### Your assignment
Among the records that follow, find each line holding the word "girl" and copy it.

┌──

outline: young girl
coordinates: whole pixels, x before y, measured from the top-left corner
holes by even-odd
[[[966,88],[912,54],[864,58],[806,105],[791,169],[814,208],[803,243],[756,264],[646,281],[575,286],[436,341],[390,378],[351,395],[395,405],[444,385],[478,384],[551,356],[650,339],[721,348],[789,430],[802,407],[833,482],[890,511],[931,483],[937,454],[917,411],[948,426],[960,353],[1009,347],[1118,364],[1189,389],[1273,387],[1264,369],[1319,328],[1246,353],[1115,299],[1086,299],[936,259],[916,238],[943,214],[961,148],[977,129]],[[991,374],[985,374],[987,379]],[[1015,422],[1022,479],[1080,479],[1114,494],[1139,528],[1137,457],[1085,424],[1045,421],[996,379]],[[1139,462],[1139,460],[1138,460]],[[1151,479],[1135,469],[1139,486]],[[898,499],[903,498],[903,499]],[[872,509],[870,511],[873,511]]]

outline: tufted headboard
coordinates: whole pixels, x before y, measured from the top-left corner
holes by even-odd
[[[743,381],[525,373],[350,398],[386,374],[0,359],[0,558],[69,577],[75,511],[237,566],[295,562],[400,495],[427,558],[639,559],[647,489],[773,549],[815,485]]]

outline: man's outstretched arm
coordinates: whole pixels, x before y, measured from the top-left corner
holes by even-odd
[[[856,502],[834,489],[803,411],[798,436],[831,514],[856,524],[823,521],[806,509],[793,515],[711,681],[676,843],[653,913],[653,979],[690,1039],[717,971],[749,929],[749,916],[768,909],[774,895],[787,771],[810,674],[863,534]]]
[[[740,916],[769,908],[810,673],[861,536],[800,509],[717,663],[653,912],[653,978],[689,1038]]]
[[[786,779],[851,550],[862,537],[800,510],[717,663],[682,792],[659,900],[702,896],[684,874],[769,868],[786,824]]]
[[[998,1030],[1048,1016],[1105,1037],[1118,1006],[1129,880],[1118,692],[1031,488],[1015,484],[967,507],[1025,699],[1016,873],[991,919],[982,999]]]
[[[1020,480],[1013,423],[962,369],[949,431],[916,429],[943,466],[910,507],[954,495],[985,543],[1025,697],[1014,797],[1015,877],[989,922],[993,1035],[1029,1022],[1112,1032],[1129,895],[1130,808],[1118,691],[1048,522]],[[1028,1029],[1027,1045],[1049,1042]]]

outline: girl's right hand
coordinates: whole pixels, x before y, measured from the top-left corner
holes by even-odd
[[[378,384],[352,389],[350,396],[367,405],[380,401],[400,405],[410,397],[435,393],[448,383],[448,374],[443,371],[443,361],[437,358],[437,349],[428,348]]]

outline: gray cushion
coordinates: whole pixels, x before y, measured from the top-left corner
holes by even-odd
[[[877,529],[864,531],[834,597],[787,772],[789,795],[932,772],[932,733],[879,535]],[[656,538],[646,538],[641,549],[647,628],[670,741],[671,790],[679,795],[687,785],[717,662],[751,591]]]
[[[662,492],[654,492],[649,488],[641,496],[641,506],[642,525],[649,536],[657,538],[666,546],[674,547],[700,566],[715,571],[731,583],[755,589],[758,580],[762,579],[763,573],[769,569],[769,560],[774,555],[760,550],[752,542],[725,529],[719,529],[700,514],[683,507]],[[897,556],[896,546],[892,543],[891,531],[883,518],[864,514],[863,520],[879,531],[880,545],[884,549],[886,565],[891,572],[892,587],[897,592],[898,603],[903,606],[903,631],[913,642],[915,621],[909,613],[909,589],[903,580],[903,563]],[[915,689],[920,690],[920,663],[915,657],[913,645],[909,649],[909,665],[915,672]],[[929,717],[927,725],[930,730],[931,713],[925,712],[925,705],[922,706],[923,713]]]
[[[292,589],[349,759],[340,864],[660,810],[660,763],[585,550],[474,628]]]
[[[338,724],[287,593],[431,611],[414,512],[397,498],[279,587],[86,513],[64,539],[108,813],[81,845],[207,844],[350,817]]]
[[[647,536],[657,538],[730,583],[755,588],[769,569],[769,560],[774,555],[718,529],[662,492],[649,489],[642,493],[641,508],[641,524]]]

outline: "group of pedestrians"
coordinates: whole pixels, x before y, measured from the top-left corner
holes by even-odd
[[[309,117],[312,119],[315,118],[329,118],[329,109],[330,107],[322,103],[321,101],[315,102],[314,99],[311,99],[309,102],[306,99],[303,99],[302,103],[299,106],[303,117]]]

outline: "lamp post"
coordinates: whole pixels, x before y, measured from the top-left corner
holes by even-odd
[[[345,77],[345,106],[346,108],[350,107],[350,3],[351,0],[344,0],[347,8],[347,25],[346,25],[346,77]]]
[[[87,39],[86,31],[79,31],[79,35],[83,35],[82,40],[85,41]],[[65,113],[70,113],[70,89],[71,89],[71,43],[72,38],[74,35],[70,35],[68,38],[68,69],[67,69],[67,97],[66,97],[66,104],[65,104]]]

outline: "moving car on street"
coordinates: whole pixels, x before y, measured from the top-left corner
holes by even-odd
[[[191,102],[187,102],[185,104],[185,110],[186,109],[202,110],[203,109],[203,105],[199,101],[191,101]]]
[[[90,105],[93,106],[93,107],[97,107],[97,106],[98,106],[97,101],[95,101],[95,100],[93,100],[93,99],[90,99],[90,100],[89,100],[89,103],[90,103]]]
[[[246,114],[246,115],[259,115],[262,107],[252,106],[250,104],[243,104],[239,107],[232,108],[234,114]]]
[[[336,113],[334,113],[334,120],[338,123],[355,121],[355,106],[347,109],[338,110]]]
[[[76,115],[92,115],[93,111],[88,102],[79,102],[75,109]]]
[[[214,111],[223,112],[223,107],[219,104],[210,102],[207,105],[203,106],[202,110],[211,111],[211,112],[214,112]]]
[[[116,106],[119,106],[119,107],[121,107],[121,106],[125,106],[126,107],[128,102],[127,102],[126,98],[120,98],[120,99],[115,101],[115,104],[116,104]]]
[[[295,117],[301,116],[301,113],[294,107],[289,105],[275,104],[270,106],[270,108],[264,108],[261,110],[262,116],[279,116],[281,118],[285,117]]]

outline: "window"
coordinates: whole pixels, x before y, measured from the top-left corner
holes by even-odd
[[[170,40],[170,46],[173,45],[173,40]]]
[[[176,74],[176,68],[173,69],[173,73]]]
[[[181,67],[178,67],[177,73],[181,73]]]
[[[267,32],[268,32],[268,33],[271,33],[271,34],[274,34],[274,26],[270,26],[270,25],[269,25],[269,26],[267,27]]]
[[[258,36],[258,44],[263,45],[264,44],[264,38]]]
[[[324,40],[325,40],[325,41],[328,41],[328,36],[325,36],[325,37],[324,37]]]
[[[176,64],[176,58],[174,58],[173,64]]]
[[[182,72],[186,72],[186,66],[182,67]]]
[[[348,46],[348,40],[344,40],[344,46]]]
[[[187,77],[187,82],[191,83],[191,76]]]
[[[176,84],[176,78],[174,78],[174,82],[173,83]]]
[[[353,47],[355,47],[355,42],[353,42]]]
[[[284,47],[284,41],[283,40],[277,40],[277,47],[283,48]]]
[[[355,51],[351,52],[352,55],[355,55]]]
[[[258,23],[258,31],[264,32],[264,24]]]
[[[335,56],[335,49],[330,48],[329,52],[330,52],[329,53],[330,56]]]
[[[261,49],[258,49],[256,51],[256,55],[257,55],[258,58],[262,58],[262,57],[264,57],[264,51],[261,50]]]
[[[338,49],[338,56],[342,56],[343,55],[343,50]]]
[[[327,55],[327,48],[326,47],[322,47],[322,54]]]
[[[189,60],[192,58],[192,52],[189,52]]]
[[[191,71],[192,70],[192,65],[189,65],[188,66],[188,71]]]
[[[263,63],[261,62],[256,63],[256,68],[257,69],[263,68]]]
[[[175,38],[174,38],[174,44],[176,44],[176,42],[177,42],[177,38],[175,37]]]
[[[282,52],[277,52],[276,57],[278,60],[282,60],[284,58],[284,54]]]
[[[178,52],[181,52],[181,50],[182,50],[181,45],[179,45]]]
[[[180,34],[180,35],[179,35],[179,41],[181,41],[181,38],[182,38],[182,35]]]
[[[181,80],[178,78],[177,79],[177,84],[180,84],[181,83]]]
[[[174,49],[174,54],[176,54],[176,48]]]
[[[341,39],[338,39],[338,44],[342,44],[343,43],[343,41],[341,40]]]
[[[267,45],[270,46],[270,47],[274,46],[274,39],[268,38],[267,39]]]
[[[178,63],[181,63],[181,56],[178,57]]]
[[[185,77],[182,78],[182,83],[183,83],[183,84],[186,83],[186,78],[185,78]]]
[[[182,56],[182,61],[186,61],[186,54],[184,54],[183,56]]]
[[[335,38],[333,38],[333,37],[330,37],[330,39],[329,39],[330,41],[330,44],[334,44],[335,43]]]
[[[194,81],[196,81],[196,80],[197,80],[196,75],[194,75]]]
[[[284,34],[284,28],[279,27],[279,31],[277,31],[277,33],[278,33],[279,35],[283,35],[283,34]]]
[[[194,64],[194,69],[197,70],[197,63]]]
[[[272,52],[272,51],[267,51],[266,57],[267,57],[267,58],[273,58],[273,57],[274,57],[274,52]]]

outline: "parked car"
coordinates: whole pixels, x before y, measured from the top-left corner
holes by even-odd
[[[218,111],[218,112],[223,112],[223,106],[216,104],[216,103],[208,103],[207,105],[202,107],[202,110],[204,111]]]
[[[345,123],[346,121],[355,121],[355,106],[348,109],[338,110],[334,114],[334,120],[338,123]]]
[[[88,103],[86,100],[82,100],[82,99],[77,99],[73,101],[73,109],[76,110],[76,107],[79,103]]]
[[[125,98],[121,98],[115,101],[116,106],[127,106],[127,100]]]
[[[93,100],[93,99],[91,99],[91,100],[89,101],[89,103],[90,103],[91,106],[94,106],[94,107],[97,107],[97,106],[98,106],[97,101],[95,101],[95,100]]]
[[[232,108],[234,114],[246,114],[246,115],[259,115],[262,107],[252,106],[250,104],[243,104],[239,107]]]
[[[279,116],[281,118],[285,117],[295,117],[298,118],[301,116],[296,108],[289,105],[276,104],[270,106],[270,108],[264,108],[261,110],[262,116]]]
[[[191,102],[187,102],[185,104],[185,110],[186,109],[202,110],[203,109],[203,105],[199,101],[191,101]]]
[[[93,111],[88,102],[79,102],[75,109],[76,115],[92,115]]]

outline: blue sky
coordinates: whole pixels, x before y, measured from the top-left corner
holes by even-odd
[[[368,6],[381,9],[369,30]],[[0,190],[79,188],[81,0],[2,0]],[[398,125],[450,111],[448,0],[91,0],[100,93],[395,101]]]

└──

### Completed exercise
outline: young girl
outline: girl's right hand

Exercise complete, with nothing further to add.